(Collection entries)
※ ※ ※

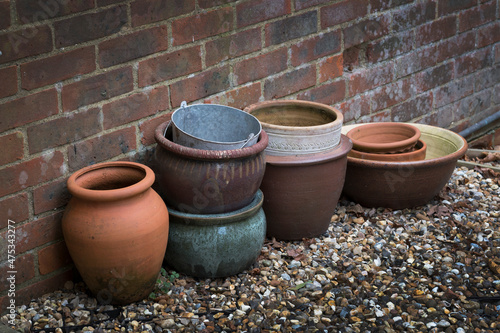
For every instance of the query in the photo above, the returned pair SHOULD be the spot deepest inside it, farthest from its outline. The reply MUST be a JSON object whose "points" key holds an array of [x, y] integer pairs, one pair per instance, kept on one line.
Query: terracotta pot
{"points": [[384, 137], [417, 154], [116, 230], [301, 192], [216, 245], [401, 185], [207, 181], [298, 127]]}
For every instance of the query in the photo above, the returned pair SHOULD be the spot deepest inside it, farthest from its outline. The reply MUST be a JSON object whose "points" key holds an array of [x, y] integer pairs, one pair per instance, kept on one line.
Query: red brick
{"points": [[148, 127], [474, 61], [446, 7], [389, 47], [366, 79], [239, 98], [331, 67], [453, 91], [149, 11], [437, 30], [70, 127], [391, 94], [290, 82], [13, 147], [232, 46], [24, 269], [200, 86], [15, 208], [97, 88], [316, 47], [411, 109], [27, 109], [477, 16], [329, 93], [5, 14], [50, 196], [91, 26], [31, 11], [343, 11], [261, 66], [189, 29], [290, 28], [366, 30], [414, 15], [433, 77], [8, 84], [101, 148], [25, 43], [488, 34], [134, 107], [132, 46], [255, 11], [35, 171], [60, 67], [53, 257], [355, 108], [169, 66]]}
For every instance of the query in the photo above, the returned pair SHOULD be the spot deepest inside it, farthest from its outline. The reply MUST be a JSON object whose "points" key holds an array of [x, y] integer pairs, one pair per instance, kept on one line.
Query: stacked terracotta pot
{"points": [[305, 166], [211, 187]]}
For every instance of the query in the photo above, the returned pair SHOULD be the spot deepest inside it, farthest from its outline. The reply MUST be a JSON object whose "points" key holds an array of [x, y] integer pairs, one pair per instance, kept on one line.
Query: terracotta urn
{"points": [[415, 154], [298, 127], [199, 181], [116, 230], [385, 137], [301, 192], [405, 184], [216, 245]]}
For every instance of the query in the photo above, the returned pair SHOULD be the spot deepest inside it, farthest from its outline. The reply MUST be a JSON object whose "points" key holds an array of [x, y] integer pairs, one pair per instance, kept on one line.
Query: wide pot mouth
{"points": [[450, 148], [109, 181], [338, 152], [187, 218], [296, 115], [163, 137]]}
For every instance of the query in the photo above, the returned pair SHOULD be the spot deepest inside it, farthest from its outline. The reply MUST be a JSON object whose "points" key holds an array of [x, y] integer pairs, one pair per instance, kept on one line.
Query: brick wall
{"points": [[87, 81]]}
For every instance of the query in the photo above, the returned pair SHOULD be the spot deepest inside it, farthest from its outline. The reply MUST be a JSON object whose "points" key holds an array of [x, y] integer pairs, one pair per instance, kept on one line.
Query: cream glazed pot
{"points": [[298, 127]]}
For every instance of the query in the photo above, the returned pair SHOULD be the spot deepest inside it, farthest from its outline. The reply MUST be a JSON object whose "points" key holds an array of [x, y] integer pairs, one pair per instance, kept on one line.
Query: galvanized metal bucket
{"points": [[214, 127]]}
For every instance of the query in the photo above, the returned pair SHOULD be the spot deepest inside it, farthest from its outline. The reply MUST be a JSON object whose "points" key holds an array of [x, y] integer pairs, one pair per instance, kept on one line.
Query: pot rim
{"points": [[337, 123], [340, 151], [208, 154], [219, 218], [423, 163], [113, 194]]}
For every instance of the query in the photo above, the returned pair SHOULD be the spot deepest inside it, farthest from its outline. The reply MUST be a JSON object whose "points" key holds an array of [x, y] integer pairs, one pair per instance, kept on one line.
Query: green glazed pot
{"points": [[216, 245]]}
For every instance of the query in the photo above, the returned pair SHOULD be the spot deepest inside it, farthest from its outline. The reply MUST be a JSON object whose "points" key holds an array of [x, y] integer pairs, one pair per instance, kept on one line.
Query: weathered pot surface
{"points": [[301, 192], [401, 185], [216, 245], [384, 137], [116, 230], [207, 181], [298, 127]]}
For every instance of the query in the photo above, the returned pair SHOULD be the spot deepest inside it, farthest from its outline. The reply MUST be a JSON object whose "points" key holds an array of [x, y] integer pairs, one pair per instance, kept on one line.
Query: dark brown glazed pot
{"points": [[201, 181], [417, 154], [401, 185], [301, 192], [384, 137]]}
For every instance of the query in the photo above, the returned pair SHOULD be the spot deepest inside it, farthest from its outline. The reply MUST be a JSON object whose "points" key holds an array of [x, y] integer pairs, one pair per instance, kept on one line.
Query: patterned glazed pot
{"points": [[298, 127], [116, 230], [201, 181], [216, 245]]}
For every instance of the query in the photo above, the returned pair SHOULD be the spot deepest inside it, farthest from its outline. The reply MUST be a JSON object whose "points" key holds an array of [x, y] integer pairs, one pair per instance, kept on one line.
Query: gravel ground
{"points": [[435, 268]]}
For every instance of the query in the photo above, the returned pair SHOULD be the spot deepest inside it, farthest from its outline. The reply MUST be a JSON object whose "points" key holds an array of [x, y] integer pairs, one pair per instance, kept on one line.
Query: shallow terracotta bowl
{"points": [[401, 185]]}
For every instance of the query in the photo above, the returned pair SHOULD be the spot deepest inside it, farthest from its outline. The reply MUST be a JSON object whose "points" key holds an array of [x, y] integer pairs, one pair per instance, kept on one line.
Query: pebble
{"points": [[427, 269]]}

※ ※ ※

### Problem description
Write out all of the records above. Keep them exact and leave out the pictures.

### Answer space
For every instance of the query in the photo above, the returned pair SHOULD be the spot deepest inside it, farthest from its outline. The reply MUST be a JSON object whose "points" key holds an array of [x, y] integer pairs, one pair per instance, kept on one line.
Query: terracotta pot
{"points": [[384, 137], [417, 154], [116, 230], [301, 192], [216, 245], [401, 185], [207, 181], [298, 127]]}
For every instance of the query in the photo above, the returned pair SHOULD be the spot deepest inside it, farthest from its outline. The reply MUST be a JSON object whose "points" key holds an array of [x, y] integer pairs, one pair per instance, kept on one line.
Query: red brick
{"points": [[148, 127], [474, 61], [446, 7], [389, 47], [366, 79], [239, 98], [331, 67], [453, 91], [149, 11], [437, 30], [70, 127], [391, 94], [290, 82], [13, 147], [232, 46], [24, 269], [200, 86], [15, 208], [97, 88], [316, 47], [411, 109], [27, 109], [477, 16], [329, 93], [5, 14], [50, 196], [91, 26], [31, 11], [343, 11], [261, 66], [189, 29], [290, 28], [366, 30], [414, 15], [433, 77], [8, 84], [101, 148], [25, 43], [488, 34], [134, 107], [132, 46], [255, 11], [35, 171], [60, 67], [53, 257], [355, 108], [169, 66]]}
For every instance of the query in the photo above, the returned pair SHOULD be the spot deepest inside it, farthest from its outline. The reply MUST be a JSON object whose "points" key holds an array of [x, y] integer pairs, one pair per instance, kept on one line.
Query: stacked terracotta pot
{"points": [[305, 166], [211, 187]]}
For every instance of the query in the photo above, the returned pair SHOULD be the spot deepest inside it, farthest from its outline. The reply MUST be a JSON object whose "points" key holds an array of [x, y] integer pairs, one pair per instance, kept on one line.
Query: terracotta urn
{"points": [[415, 154], [298, 127], [199, 181], [116, 230], [385, 137], [301, 192], [405, 184], [216, 245]]}
For every instance of the query in the photo above, the returned pair SHOULD be the spot deepest inside it, farthest from its outline. The reply MUST be a JSON object whose "points" key holds an array of [x, y] integer pairs, one pair per instance, kept on one line.
Query: wide pot mouth
{"points": [[450, 148], [109, 181], [338, 152], [187, 218], [296, 115], [163, 137]]}
For every instance of the query in the photo above, the returned pair SHOULD be the spot deepest inside it, farthest from its outline. The reply MUST be a JSON object whose "points" key holds an array of [x, y] integer pairs, one pair per instance, kept on one line.
Query: brick wall
{"points": [[87, 81]]}
For every instance of the query in the photo above, the returned pair SHOULD be the spot deepest inside it, farthest from its outline. The reply MUST be a JSON object whose "points" key holds an array of [x, y] integer pairs, one pair per instance, kept on one line.
Query: cream glazed pot
{"points": [[298, 127]]}
For every instance of the query in the photo above, the returned pair SHOULD be the spot deepest inside it, farthest from its outline. The reply MUST be a JSON object whose "points" key holds an array of [x, y] integer pairs, one pair per instance, kept on one line.
Query: galvanized metal bucket
{"points": [[214, 127]]}
For every instance of the query in the photo above, the returned pair SHOULD be the spot deepest inside it, farthest from its outline. The reply MUST be a JSON object whose "points" key holds an array of [x, y] integer pairs, one pair per instance, kept on one line.
Query: pot rim
{"points": [[337, 123], [340, 151], [208, 154], [219, 218], [423, 163], [113, 194]]}
For every instance of the query in the photo above, the returned pair SHOULD be the spot deepest inside it, farthest from its outline. The reply MUST be a JSON object whose "points" key holds an array of [x, y] integer pairs, one pair per instance, kept on one line.
Query: green glazed pot
{"points": [[216, 245]]}
For every instance of the query in the photo above, the returned pair SHOULD be the spot deepest inside it, farthest from its outline. The reply MUST be a JSON object whose "points" key holds an array of [x, y] integer pairs, one pair per instance, kept on one line.
Query: weathered pot surface
{"points": [[301, 192], [401, 185], [216, 245], [384, 137], [116, 230], [207, 181], [298, 127]]}
For every instance of the query in the photo above, the returned pair SHOULD be the spot deepest inside it, farthest from its outline. The reply MUST be a JSON object whose "points" key holds an array of [x, y] integer pairs, one pair per instance, kept on one line.
Query: dark brown glazed pot
{"points": [[201, 181], [417, 154], [401, 185], [301, 192], [384, 137]]}
For every instance of the query in the photo above, the returned pair SHOULD be the spot deepest inside it, farthest from its outline. The reply MUST be a JSON object whose "points" key holds an array of [x, y] integer pairs, one pair per instance, kept on one line.
Query: patterned glazed pot
{"points": [[298, 127], [116, 230], [201, 181], [216, 245]]}
For every instance of the query in the photo above, the returned pair SHOULD be the spot deepest inside it, farthest from its outline. The reply MUST be a JSON object whose "points" key holds an array of [x, y] integer pairs, one pair per instance, kept on one line.
Query: gravel ground
{"points": [[435, 268]]}
For every instance of the query in the photo above, the returned pair SHOULD be the spot deepest inside it, farthest from its outline. The reply MUST be a JSON object whose "points" key holds an array of [x, y] integer pairs, one pair per instance, kept on one line.
Query: shallow terracotta bowl
{"points": [[401, 185]]}
For every instance of the query in the photo above, the returned pair SHOULD be the spot deepest inside it, farthest from its outline. The reply MUST be a JSON object whose "points" key holds an array of [x, y] integer pairs, one pair per instance, kept on one line.
Query: pebble
{"points": [[427, 269]]}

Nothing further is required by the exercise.